>>>>

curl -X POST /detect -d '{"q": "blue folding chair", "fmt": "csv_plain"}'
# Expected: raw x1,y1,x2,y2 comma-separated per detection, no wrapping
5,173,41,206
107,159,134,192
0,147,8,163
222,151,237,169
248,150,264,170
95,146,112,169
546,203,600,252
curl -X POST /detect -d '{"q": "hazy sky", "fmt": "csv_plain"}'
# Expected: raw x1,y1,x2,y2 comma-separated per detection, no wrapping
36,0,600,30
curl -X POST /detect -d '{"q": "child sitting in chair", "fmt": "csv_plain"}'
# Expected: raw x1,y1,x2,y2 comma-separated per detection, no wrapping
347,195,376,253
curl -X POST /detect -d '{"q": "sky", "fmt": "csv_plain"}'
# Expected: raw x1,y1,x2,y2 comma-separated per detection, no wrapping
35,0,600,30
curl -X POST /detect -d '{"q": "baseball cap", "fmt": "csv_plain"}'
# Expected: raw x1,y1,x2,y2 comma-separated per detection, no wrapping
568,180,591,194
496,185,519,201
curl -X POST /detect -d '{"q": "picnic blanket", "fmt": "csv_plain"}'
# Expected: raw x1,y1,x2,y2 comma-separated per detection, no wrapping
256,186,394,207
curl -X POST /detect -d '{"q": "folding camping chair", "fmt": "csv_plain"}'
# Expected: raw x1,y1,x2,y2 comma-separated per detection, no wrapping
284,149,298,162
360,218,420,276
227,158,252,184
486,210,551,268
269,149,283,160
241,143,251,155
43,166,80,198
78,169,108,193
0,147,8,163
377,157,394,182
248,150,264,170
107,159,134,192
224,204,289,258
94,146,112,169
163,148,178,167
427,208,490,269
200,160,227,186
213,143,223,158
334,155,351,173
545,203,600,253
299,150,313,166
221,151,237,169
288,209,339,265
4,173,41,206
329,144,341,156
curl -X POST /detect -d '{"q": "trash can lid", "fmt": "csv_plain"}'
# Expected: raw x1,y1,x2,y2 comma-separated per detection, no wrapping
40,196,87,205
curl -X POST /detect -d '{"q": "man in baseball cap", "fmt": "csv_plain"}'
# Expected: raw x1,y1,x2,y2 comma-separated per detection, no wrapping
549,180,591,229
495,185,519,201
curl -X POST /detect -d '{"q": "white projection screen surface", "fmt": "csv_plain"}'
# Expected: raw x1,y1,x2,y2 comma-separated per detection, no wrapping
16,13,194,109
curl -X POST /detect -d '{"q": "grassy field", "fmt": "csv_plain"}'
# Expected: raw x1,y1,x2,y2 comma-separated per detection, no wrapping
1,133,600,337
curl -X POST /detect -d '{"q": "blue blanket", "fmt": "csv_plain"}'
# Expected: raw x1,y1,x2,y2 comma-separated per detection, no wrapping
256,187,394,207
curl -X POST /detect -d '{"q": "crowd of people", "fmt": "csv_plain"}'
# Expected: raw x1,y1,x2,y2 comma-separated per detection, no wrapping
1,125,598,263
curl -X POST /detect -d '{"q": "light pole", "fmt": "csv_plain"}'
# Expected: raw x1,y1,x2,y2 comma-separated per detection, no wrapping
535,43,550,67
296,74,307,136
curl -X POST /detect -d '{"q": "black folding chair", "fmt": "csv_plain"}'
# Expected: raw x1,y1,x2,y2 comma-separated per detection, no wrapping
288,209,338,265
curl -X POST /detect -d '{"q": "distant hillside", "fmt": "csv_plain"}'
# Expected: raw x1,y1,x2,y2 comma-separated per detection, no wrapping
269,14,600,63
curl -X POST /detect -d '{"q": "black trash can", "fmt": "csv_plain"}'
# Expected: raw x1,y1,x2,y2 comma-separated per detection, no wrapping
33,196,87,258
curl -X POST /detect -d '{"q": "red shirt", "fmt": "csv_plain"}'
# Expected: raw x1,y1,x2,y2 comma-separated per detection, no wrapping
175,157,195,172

<<<<

→ **Activity**: Repeat each line above exactly as written.

→ **Completed exercise**:
curl -X POST /detect -d '{"q": "blue folding chair", "fmt": "csv_plain"}'
# Expected: raw x1,y1,x2,y2 comma-separated per detection, no wrapping
5,173,41,206
107,159,134,192
0,147,8,163
222,151,237,169
248,150,264,170
95,146,112,169
546,203,600,252
curl -X POST /detect -d '{"q": "hazy sky", "fmt": "csv_plain"}'
# Expected: raw x1,y1,x2,y2 comma-separated per detection, no wrapping
36,0,600,30
curl -X POST /detect -d '{"q": "child sitting in chair", "fmt": "csv_plain"}'
# Expected: raw x1,y1,x2,y2 comma-separated per detection, no wrapping
347,195,376,253
curl -X POST /detect -d '{"q": "sky", "fmt": "csv_plain"}'
# Expected: raw x1,y1,x2,y2 comma-separated per detection, no wrapping
35,0,600,30
curl -X POST /detect -d '{"q": "baseball cap", "fmt": "csv_plain"}'
# Expected: raw x1,y1,x2,y2 comma-separated per detection, no wrapping
568,180,591,194
496,185,519,201
curl -X POST /detect -d '{"q": "picnic blanket", "fmt": "csv_plain"}'
# Expected: raw x1,y1,x2,y2 comma-separated per detection, no wrapping
256,186,394,207
curl -X POST /detect -d '{"q": "folding camping chair", "fmt": "csv_plain"}'
# Expected: raw x1,y1,x2,y2 comma-separated per detection, no wrapping
284,149,298,162
360,218,420,276
227,158,252,184
486,210,551,268
269,149,283,160
241,143,251,155
43,166,80,198
78,169,108,193
0,147,8,163
377,157,394,182
248,150,264,170
107,159,134,192
224,204,289,258
94,146,112,169
163,148,178,167
427,208,490,269
200,160,227,186
213,143,223,158
334,155,351,173
545,203,600,253
299,150,313,166
221,151,237,169
288,209,339,265
4,173,41,206
329,144,341,156
curl -X POST /detect -d '{"q": "trash can lid", "fmt": "csv_plain"}'
# Expected: raw x1,y1,x2,y2 comma-separated per detection, no wrapping
40,196,87,205
curl -X POST /detect -d '{"q": "man in baseball cap", "fmt": "csv_plain"}'
# Expected: raw x1,y1,x2,y2 comma-separated per detection, no wrapping
549,180,591,229
495,185,519,201
curl -X POST /detect -d '{"q": "white projection screen surface", "fmt": "csv_plain"}'
# Expected: raw x1,y1,x2,y2 comma-separated per detection, no wrapping
16,13,194,109
curl -X POST /detect -d '{"q": "grassy field", "fmt": "csv_plain"}'
# Expected: raw x1,y1,x2,y2 comma-separated per detection, no wrapping
1,133,600,337
curl -X POST /detect -d '{"q": "blue blanket", "fmt": "csv_plain"}'
# Expected: raw x1,y1,x2,y2 comma-separated per detection, no wrapping
256,187,394,207
curl -X POST /detect -d '{"q": "crowd of people", "fmt": "csv_plain"}'
# Expected: raw x1,y1,x2,y2 comma-separated per detection, no wrapping
1,125,598,263
curl -X POST /detect -d '{"q": "light pole", "fmt": "csv_plain"}'
# Expected: raw x1,y1,x2,y2 comma-separated per detection, no wrapping
535,43,550,67
296,74,307,136
curl -X POST /detect -d '{"q": "black folding chair", "fmt": "csv_plain"}'
# Expected: raw x1,y1,x2,y2 comma-separated per detection, no wrapping
288,209,338,265
curl -X POST /detect -d '{"q": "distant hillside", "fmt": "csv_plain"}'
# Expected: raw x1,y1,x2,y2 comma-separated per detection, no wrapping
269,14,600,63
curl -X POST /detect -d '{"q": "black trash can", "fmt": "csv_plain"}'
# Expected: raw x1,y1,x2,y2 comma-separated per detection, no wrapping
33,196,87,258
curl -X POST /detect -d '{"q": "red shirt", "fmt": "csv_plain"}'
# Expected: raw x1,y1,x2,y2 comma-separated per detection, no wrapping
175,157,195,172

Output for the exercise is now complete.